◆ TO BE DONE ◆
Copy out the records below with each "Pins" changed to "Points" and everything else left unchanged.
**** STORED ROWS
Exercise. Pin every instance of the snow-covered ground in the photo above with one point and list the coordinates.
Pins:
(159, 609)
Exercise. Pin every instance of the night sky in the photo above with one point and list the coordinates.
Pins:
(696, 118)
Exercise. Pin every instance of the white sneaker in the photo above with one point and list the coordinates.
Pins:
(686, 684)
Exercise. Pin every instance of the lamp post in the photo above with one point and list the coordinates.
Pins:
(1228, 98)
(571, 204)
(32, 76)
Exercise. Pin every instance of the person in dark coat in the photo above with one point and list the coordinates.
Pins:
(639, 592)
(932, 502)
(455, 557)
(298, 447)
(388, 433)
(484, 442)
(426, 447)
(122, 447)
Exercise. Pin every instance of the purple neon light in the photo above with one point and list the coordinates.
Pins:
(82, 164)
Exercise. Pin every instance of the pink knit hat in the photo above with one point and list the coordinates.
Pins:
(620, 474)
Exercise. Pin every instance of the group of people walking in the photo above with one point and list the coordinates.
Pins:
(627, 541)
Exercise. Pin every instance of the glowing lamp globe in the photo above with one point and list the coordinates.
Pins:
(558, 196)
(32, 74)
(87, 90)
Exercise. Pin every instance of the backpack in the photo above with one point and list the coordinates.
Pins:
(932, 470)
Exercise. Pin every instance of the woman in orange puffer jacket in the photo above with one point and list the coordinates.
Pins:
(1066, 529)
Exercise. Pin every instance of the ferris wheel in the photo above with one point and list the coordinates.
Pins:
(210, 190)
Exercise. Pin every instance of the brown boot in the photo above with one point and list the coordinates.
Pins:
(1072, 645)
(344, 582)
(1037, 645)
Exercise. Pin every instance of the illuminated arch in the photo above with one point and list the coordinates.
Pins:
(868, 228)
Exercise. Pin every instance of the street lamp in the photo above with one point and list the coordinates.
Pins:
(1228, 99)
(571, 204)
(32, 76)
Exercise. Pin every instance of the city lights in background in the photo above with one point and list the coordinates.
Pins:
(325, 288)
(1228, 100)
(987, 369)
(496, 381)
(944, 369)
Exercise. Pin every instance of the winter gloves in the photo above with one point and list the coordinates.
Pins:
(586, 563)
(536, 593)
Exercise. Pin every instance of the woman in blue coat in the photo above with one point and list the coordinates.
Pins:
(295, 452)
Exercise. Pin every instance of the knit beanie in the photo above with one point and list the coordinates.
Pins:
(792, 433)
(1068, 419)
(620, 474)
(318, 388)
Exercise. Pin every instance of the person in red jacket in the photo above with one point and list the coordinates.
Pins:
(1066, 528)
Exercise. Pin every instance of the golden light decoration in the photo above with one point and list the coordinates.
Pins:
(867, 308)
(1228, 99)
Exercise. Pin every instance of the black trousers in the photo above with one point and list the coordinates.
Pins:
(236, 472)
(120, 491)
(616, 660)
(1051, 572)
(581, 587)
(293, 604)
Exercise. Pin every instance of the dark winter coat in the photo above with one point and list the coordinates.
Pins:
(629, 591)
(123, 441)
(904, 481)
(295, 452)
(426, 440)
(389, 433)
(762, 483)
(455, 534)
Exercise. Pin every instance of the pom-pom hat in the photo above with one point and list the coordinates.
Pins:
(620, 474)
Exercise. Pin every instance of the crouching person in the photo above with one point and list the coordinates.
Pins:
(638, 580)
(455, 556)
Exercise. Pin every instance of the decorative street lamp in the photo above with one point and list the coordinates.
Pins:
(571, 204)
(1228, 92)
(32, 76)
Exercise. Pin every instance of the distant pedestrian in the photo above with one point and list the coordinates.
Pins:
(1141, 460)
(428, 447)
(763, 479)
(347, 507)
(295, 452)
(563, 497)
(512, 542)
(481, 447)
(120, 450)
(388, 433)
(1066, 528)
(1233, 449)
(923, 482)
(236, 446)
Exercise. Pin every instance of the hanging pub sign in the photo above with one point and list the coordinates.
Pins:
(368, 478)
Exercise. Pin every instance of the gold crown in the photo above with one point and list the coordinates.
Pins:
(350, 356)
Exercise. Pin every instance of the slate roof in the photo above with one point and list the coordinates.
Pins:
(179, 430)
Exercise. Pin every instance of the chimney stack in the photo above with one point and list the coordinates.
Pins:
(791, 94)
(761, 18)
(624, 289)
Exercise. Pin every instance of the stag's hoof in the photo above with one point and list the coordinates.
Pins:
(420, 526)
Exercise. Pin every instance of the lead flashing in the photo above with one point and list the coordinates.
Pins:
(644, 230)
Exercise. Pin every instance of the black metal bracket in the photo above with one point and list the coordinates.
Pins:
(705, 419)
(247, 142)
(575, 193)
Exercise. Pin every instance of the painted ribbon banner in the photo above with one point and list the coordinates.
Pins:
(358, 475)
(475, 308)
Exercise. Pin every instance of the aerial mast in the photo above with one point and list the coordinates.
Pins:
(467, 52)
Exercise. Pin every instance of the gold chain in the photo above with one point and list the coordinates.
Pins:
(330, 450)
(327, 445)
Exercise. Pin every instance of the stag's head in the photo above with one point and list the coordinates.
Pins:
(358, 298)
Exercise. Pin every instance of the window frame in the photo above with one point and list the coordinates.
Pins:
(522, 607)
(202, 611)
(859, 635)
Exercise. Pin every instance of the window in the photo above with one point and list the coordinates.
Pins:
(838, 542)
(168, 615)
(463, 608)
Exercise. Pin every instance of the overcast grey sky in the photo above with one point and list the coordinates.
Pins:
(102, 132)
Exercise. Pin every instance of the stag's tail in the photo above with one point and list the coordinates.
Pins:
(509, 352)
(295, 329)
********
◆ RESULT ◆
Exercise. Pin every instance of the snow-covered ground in the photo above with one point and list the coordinates.
Points:
(159, 609)
Exercise. Pin every instance of the night sky in the photo above with one point and list the coordinates.
Points:
(696, 118)
Exercise. Pin every instance of the white sneaker in the photo above with one point and list the coordinates.
Points:
(686, 684)
Exercise. Pin every instance of the lamp post in the photo above with one point and list the coordinates.
Points:
(1228, 98)
(571, 204)
(32, 76)
Exercise. Pin every instance of the person in dark coat in the photo above with one point and list the coordinates.
Points:
(639, 592)
(932, 502)
(455, 557)
(298, 447)
(388, 433)
(484, 442)
(426, 447)
(122, 447)
Exercise. Pin every instance of the purple neon light in the photo above with one point and list the coordinates.
Points:
(82, 164)
Exercise. Pin every instance of the pink knit hat in the photo above with one point and list the coordinates.
Points:
(620, 474)
Exercise. Pin every instance of the group of people walking in the photo above with one point and list the coordinates.
Points:
(627, 541)
Exercise. Pin every instance of the glowing lamp globe in the photo above with one point and list the coordinates.
Points:
(558, 196)
(32, 74)
(87, 90)
Exercise. Pin every instance of the backpack in the photo above with one point and list the coordinates.
Points:
(932, 470)
Exercise. Pin every instance of the woman in orange puffer jacket in the photo above with one point and list the coordinates.
Points:
(1066, 529)
Exercise. Pin every instance of the ferris wheel in the photo above with one point and list the coordinates.
Points:
(210, 190)
Exercise. Pin every instance of the brown boot in the photo above with one point and list the coordinates.
Points:
(1072, 645)
(344, 582)
(1037, 645)
Exercise. Pin every instance of the illuminated arch in the photo above with one point and list the coordinates.
Points:
(868, 228)
Exercise. Pin every instance of the street lamp in the photo above with one point and list the coordinates.
Points:
(1228, 99)
(571, 204)
(32, 76)
Exercise. Pin every instance of the city lights in background in the photo above with one point and list the coordinates.
Points:
(325, 288)
(1228, 100)
(987, 369)
(496, 381)
(944, 369)
Exercise. Pin every instance of the winter gloves in the photo above with one point and list the coordinates.
Points:
(586, 563)
(536, 593)
Exercise. Pin every instance of the woman in blue coat in the photo above with one point and list the coordinates.
Points:
(295, 452)
Exercise. Pin every instance of the knit beanie in the photo above with one point and list the coordinates.
Points:
(792, 433)
(1068, 419)
(620, 474)
(318, 388)
Exercise. Pin every instance of the person in red jacket in the photo above with one point and list the coordinates.
Points:
(1066, 528)
Exercise. Pin every instance of the golden light decoration in the photo above with one point and list the coordinates.
Points:
(867, 308)
(1228, 99)
Exercise. Pin every instance of the black trousers in the photo above with one point and list the coordinates.
Points:
(236, 472)
(120, 491)
(616, 660)
(1051, 572)
(581, 587)
(293, 604)
Exercise. Pin every instance of the dark winter coat in the photo above with one point and list the coordinates.
Points:
(629, 591)
(123, 441)
(904, 481)
(295, 452)
(426, 440)
(389, 433)
(762, 483)
(455, 534)
Exercise. Pin every instance of the pom-pom hat in the photo above with one point and list the coordinates.
Points:
(620, 474)
Exercise. Pin every instance of the crouching person in the photo above with one point and list the coordinates.
Points:
(638, 580)
(455, 556)
Exercise. Pin every instance of the decorative street lamp in the photo above with one point and list the coordinates.
Points:
(571, 204)
(1228, 92)
(32, 76)
Exercise. Pin every instance of the distant pedestrian in the photo above with one point and list the coordinates.
Points:
(1141, 460)
(428, 447)
(763, 479)
(347, 507)
(295, 452)
(563, 497)
(512, 542)
(481, 447)
(120, 450)
(388, 433)
(1066, 528)
(1233, 449)
(923, 482)
(236, 446)
Exercise. Pin every instance of the hanging pub sign in the photo above with one point and list the coordinates.
Points:
(368, 478)
Exercise. Pin every instance of the gold crown in the photo above with one point and list the coordinates.
Points:
(350, 356)
Exercise. Pin every instance of the slate roof in the photo above with one point and list the coordinates.
Points:
(179, 430)
Exercise. Pin every instance of the chimney stack in the photo above with one point and list the coordinates.
Points:
(791, 94)
(761, 18)
(624, 289)
Exercise. Pin every instance of the stag's hoof in the photo above with one point and list the coordinates.
Points:
(420, 526)
Exercise. Pin every instance of the lead flashing in the photo above with one point and list the coordinates.
Points:
(644, 230)
Exercise. Pin every instance of the black metal bracket in the photo above with one point and list the coordinates.
Points:
(705, 419)
(247, 142)
(575, 193)
Exercise. Pin every instance of the painted ribbon banner in the photo above with one point and list the coordinates.
Points:
(358, 475)
(475, 308)
Exercise. Pin every instance of the aerial mast in the photo above with one point and list the coordinates.
Points:
(467, 52)
Exercise. Pin every instance of the gold chain in the photo above with one point and list the coordinates.
Points:
(330, 450)
(327, 445)
Exercise. Pin every instance of the stag's head in the photo above with one point and list the coordinates.
Points:
(358, 298)
Exercise. Pin every instance of the window frame in the photo above with one point and list the coordinates.
Points:
(522, 607)
(202, 611)
(859, 635)
Exercise. Pin every instance of the window in the photo above with one point and list the coordinates.
Points:
(838, 542)
(168, 615)
(463, 608)
Exercise. Pin every instance of the overcast grey sky in the photo above with one point and list the coordinates.
Points:
(102, 132)
Exercise. Pin every instance of the stag's tail in the photo above with one point and list the coordinates.
Points:
(509, 352)
(295, 329)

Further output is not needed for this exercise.